Entries taken from a collection
☆ ☆ ☆ ☆ ☆ ☆ ☆
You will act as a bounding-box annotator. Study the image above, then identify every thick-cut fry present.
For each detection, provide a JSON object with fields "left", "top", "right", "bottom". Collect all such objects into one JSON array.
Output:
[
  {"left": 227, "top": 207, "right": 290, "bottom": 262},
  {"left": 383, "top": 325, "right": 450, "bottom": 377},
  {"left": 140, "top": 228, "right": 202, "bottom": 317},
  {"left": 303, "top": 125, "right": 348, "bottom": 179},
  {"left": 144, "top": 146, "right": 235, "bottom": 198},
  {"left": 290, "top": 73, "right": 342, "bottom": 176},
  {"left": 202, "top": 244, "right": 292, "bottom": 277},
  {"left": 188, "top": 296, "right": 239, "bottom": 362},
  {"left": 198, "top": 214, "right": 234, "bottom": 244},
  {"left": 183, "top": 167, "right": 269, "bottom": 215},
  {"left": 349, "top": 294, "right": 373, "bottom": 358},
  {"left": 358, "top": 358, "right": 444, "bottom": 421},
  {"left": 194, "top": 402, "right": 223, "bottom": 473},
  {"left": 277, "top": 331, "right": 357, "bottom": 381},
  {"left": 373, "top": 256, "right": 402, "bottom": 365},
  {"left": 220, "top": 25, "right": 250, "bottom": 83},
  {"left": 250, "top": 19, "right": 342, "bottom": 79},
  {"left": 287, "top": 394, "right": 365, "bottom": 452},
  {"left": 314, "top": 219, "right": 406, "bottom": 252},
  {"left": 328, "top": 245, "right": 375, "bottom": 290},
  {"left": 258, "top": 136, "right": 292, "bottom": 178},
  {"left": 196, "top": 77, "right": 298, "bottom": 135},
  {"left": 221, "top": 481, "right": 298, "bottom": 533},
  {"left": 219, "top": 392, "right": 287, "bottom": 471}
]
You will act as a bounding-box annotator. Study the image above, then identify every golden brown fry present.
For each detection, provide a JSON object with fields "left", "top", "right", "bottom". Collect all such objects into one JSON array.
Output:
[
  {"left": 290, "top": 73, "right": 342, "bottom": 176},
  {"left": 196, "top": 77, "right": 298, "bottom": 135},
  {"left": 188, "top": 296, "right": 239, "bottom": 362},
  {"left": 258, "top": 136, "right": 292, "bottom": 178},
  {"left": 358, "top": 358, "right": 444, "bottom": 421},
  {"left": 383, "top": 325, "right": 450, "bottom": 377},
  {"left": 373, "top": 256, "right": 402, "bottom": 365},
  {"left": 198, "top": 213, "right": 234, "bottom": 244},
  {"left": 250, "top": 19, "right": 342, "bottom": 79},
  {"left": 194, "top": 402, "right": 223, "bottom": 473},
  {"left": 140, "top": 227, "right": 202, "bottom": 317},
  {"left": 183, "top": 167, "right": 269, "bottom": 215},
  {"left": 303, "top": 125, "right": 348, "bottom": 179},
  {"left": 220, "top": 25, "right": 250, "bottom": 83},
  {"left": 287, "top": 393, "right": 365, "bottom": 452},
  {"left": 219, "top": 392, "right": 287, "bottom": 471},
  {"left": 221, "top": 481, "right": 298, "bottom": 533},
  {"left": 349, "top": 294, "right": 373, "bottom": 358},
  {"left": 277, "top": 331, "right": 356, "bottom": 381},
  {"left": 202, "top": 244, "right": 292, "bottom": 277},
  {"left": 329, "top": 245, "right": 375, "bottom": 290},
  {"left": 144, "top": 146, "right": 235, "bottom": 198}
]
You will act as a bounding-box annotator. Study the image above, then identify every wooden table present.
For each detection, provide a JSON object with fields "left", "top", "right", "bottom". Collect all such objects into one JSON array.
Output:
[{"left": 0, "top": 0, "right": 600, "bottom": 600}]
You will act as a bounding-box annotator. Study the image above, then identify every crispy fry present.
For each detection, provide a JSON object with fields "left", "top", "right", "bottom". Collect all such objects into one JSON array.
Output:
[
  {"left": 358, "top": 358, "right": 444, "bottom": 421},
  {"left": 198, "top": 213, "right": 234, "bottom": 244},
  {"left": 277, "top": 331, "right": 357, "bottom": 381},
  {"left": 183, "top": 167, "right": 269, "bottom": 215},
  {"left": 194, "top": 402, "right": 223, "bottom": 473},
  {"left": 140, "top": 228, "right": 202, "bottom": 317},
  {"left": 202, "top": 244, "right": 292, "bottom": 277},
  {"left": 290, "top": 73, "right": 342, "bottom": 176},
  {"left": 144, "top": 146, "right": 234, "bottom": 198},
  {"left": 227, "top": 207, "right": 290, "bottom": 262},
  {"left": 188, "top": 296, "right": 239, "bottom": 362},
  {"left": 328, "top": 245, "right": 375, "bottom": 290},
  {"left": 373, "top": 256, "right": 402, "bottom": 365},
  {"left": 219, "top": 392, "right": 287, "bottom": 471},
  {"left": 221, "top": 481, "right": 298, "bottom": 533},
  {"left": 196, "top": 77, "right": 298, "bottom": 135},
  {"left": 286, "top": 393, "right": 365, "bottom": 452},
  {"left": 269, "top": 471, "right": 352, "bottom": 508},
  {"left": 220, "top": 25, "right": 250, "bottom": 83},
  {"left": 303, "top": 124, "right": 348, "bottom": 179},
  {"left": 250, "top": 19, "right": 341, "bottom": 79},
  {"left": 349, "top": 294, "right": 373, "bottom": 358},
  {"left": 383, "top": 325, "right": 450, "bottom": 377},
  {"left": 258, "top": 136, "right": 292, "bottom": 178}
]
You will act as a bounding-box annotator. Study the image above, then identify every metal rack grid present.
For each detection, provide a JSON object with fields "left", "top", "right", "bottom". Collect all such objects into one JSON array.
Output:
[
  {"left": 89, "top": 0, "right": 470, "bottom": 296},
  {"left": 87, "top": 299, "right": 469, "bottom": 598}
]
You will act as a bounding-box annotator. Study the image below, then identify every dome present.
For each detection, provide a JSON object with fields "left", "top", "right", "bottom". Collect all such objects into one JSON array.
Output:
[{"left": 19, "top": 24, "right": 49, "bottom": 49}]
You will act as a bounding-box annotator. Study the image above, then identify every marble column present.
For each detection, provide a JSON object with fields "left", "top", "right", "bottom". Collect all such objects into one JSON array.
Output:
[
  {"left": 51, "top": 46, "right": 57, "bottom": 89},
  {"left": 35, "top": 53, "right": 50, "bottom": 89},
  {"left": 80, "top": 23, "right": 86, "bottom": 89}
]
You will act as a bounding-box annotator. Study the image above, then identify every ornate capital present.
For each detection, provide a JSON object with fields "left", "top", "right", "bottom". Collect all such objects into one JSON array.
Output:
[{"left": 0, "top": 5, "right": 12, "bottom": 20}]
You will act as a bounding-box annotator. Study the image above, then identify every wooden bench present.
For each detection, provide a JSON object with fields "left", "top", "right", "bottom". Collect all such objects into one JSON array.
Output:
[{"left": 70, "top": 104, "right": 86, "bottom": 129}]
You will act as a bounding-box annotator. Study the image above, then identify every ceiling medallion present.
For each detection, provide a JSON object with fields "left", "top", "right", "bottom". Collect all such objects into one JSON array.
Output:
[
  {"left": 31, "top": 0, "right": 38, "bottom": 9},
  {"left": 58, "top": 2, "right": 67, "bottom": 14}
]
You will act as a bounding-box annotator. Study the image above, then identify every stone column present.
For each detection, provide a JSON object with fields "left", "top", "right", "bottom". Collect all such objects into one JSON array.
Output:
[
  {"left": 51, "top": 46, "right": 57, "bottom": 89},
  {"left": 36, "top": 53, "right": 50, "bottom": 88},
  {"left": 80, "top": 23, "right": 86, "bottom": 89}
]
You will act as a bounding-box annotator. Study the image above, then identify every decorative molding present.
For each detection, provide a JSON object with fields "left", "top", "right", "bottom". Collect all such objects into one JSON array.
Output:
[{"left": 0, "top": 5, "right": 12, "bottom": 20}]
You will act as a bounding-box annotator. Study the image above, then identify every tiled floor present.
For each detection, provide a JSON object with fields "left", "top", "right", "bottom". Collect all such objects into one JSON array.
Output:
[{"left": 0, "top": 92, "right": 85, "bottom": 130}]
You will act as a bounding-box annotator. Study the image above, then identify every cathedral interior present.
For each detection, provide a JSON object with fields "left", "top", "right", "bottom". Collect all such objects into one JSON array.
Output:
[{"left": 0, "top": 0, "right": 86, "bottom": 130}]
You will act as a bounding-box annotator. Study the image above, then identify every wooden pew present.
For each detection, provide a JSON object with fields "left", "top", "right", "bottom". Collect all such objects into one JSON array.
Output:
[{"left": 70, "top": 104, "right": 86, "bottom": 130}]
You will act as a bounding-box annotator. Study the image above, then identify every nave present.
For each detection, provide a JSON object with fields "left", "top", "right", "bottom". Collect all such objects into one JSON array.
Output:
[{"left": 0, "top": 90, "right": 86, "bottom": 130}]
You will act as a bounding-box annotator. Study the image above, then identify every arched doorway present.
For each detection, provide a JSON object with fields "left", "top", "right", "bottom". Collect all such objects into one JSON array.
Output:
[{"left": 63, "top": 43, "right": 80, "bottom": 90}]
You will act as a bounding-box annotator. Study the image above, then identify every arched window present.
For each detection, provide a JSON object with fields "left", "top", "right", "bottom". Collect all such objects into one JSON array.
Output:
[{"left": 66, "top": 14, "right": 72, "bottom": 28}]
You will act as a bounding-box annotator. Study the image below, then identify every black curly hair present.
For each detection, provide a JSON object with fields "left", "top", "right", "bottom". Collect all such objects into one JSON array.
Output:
☆ ☆ ☆ ☆ ☆ ☆ ☆
= To be done =
Repeat word for word the lines running from the line containing "arched doorway present." to the end of the entries above, inclusive.

= Exercise solution =
You will act as a bounding-box annotator. Study the image above, then identify every arched doorway present.
For each detection, provide a JSON object with fields "left", "top", "right", "bottom". Collect all such objects into one JSON array.
Output:
[{"left": 63, "top": 43, "right": 80, "bottom": 90}]
You will act as a bounding-box annotator. Study the image above, then identify every arched window present.
For each detection, provide a JSON object with fields "left", "top", "right", "bottom". Collect all such objects into one JSON array.
Output:
[{"left": 66, "top": 14, "right": 72, "bottom": 28}]
You will act as a bounding-box annotator. Study the image below, then identify every black curly hair present.
For each detection, provide a JSON object with fields "left", "top", "right", "bottom". Collect all such objects into one JSON array.
Output:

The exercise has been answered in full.